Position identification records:

— Begin —

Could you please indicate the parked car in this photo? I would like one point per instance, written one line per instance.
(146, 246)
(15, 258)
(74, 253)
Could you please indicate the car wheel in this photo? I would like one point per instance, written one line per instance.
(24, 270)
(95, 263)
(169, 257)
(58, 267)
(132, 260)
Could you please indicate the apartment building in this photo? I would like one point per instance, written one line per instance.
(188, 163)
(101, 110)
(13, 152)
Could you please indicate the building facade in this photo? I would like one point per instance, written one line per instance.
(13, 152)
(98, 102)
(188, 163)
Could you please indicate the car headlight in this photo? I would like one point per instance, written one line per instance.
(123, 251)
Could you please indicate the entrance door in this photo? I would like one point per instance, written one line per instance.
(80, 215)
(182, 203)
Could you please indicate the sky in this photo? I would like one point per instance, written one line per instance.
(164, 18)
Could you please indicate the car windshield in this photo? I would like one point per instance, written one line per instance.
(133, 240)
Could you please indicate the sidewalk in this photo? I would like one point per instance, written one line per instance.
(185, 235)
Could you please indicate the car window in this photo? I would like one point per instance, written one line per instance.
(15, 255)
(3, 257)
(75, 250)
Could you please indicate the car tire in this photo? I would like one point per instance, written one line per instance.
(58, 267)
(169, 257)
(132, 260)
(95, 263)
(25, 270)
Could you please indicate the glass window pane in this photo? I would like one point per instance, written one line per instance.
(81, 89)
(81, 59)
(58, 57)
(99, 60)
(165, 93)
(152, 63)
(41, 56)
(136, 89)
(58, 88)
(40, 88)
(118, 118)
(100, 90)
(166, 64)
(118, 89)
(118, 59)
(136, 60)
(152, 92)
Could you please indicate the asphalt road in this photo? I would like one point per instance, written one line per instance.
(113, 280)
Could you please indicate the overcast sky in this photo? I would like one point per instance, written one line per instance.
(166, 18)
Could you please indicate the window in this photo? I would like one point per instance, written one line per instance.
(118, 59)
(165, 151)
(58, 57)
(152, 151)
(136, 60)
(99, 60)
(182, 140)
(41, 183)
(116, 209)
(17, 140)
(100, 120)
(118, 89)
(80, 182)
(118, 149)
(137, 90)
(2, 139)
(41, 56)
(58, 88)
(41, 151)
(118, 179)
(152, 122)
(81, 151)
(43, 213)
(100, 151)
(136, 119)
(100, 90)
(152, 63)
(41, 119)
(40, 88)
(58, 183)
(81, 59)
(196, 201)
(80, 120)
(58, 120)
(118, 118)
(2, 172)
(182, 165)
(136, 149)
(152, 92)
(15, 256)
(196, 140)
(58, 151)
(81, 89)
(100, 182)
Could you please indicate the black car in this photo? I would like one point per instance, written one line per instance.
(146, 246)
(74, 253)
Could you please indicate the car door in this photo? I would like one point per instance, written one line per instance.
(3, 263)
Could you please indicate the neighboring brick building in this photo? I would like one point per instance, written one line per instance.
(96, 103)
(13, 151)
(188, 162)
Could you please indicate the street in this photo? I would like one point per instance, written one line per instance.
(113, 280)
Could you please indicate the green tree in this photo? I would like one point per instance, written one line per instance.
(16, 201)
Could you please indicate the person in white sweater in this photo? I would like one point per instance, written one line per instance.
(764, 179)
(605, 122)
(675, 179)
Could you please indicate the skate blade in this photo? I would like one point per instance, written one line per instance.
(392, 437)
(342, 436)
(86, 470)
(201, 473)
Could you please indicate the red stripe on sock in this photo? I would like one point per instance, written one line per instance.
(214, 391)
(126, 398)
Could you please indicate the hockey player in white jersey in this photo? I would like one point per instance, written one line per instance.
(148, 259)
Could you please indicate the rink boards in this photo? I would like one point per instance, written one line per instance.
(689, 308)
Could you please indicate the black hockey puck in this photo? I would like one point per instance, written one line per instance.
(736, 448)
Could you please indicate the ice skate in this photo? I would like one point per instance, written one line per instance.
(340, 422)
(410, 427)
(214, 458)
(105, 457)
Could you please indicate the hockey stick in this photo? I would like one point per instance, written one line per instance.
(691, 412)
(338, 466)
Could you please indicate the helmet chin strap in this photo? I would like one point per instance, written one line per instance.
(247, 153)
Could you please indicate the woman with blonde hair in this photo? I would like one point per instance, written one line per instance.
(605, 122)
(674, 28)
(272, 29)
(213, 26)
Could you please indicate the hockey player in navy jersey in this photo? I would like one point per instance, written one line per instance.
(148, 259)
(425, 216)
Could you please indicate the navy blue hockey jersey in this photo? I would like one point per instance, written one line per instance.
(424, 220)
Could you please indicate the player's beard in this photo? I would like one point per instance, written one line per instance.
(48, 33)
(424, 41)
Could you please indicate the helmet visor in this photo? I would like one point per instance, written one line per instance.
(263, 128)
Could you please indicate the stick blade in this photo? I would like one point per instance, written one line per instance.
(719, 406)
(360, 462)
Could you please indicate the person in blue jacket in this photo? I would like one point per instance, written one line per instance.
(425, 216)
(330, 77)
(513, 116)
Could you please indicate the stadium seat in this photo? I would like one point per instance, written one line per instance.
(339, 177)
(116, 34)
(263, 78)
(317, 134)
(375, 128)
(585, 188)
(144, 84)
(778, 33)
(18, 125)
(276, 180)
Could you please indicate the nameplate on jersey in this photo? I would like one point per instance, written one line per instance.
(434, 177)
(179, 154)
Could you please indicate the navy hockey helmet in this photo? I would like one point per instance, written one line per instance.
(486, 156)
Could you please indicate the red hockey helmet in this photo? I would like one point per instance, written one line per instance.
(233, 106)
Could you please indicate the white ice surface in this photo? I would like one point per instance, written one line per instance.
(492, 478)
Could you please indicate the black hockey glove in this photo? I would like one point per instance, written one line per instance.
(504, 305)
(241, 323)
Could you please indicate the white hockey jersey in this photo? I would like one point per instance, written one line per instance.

— End —

Each record above should be output again exactly.

Answer to this exercise:
Could you please indicate the parked car in this photo? I would like one point per instance, written one line per instance.
(146, 246)
(15, 258)
(74, 253)
Could you please indicate the car wheel in this photo? I would like one point per instance, written one line per instance.
(24, 270)
(95, 263)
(169, 257)
(58, 267)
(132, 260)
Could you please indicate the apartment building in this photo? I would like one point per instance, written one line per instance.
(188, 163)
(101, 110)
(13, 152)
Could you please indicate the building facade in this photo? I would like one point per instance, written one line per instance.
(13, 152)
(98, 102)
(188, 163)
Could you please indicate the car headlight in this photo? I would like one point per instance, written one line per instance.
(123, 251)
Could you please indicate the entrance door in this photo? I would like one point per instance, written one line per instance.
(80, 215)
(182, 203)
Could you please indicate the sky in this photo? I would like one point per instance, written one line per instance.
(164, 18)
Could you please indicate the car windshield in this photo? I would like one point per instance, written one line per instance.
(133, 240)
Could you please indicate the sidewalk in this photo? I would like one point per instance, written one line per instance.
(185, 235)
Could you please indicate the car window in this photo? I would like one point per instance, written one line per instance.
(15, 255)
(3, 257)
(75, 250)
Could you please indicate the car tire in this photo? I would like one point per instance, written one line per instance.
(58, 267)
(169, 257)
(132, 260)
(95, 263)
(25, 270)
Could you please indicate the glass window pane in this photo? I would like one point per instance, written one line per instance.
(81, 89)
(81, 59)
(58, 57)
(99, 60)
(165, 93)
(152, 63)
(41, 56)
(136, 89)
(58, 88)
(40, 88)
(118, 118)
(100, 90)
(166, 64)
(118, 89)
(118, 59)
(136, 60)
(152, 92)
Could you please indicate the asphalt road in this photo? I would like one point per instance, written one line per instance.
(113, 280)
Could you please indicate the overcast sky in this photo? I would like one point per instance, written one line per instance.
(166, 18)
Could you please indicate the window in this photo? I would like one point per instance, written one line per instance.
(118, 59)
(165, 151)
(58, 57)
(152, 151)
(136, 60)
(99, 60)
(182, 140)
(41, 183)
(116, 209)
(17, 140)
(100, 120)
(118, 89)
(80, 182)
(118, 149)
(137, 90)
(2, 139)
(41, 56)
(58, 88)
(41, 151)
(118, 179)
(152, 122)
(81, 151)
(43, 213)
(100, 151)
(136, 119)
(100, 90)
(152, 63)
(41, 119)
(40, 88)
(58, 183)
(81, 59)
(196, 201)
(80, 120)
(58, 120)
(118, 118)
(2, 172)
(182, 165)
(136, 149)
(152, 92)
(15, 256)
(196, 140)
(58, 151)
(81, 89)
(100, 182)
Could you please indicate the black car in this photo? I would like one point per instance, written one line per instance.
(146, 246)
(74, 253)
Could you please indicate the car door in this photo? I would like one point per instance, written one line per instance.
(3, 263)
Could you please indicate the neighboring brick building in this photo? I would like one point per instance, written one line per instance.
(96, 103)
(13, 151)
(188, 162)
Could you please indicate the street in this photo? I would like one point per instance, written one line per instance.
(113, 280)
Could you please indicate the green tree in this photo? I would like one point per instance, written one line per instance.
(16, 201)
Could you please indicate the person in white sweater in this photo? I would like one point per instance, written one line per instance.
(764, 179)
(605, 122)
(675, 179)
Could you please indicate the skate blade in this photo? I would like one point per instance, written one line per instance.
(392, 437)
(342, 436)
(86, 470)
(201, 473)
Could you please indicate the red stripe on sock in this photo? I would like one point per instance, written one line per instance.
(214, 391)
(126, 398)
Could you please indicate the hockey player in white jersey in this photo? I would like one point per instance, written one line per instance.
(148, 259)
Could you please indicate the rink boards in this photo? I would like one point per instance, written one line per instance.
(689, 308)
Could you please indicate the black hockey puck in this photo? I would like one point per instance, written one line per instance.
(736, 448)
Could you please indicate the ice skate in this photo? I would like one point per instance, written one line per instance.
(340, 422)
(410, 427)
(214, 458)
(105, 457)
Could you please indicate the hockey stick in this photo? I would like one point per instance, written one line per instance.
(691, 412)
(338, 466)
Could you please indicate the helmet chin strap in this photo? I would like one point per instance, written one line per instance.
(247, 153)
Could you please indicate the woman with blonde hair in this photo? I would like one point per instance, written one line per instance.
(605, 122)
(674, 28)
(272, 29)
(213, 26)
Could you please indicate the hockey player in navy jersey in this photo? I would like one point per instance, written one line per instance.
(148, 259)
(425, 216)
Could you please indicate the navy blue hockey jersey in this photo? I would like one point per instance, written one line per instance.
(424, 220)
Could you please indicate the player's beard in this photo? I would like one point per instance, written one line per instance.
(48, 33)
(424, 41)
Could you please indicate the helmet visor in this photo? I would like one point per instance, written one line per instance.
(263, 128)
Could you please indicate the stick blade in this photo? I would like one point per instance, written one line per instance.
(719, 406)
(360, 462)
Could you please indicate the person in blue jacket in this photo? I would like one point per instance, written one line per instance.
(425, 216)
(330, 77)
(513, 116)
Could you please indicate the stadium seat in this photo? I would like one point per instance, written one line per instance.
(339, 177)
(116, 34)
(263, 78)
(317, 134)
(375, 128)
(585, 188)
(144, 84)
(778, 33)
(18, 125)
(276, 180)
Could you please indicate the nameplate on jersey in this photo? I would like one point per instance, written one line per instance.
(434, 177)
(179, 154)
Could you please indicate the navy hockey helmet in this photo? I would like one point per instance, written one line per instance.
(486, 156)
Could you please indicate the red hockey helmet in this photo? I would like one point per instance, written one line per instance.
(233, 106)
Could you please indicate the white ice surface in this photo? I would like one point per instance, written one line per instance.
(492, 478)
Could you please indicate the black hockey glove in this photo? I would like one point per instance, written one line per instance.
(504, 305)
(241, 323)
Could you please indicate the white hockey jersey in this photo? I would like one point per instance, written one line per instance.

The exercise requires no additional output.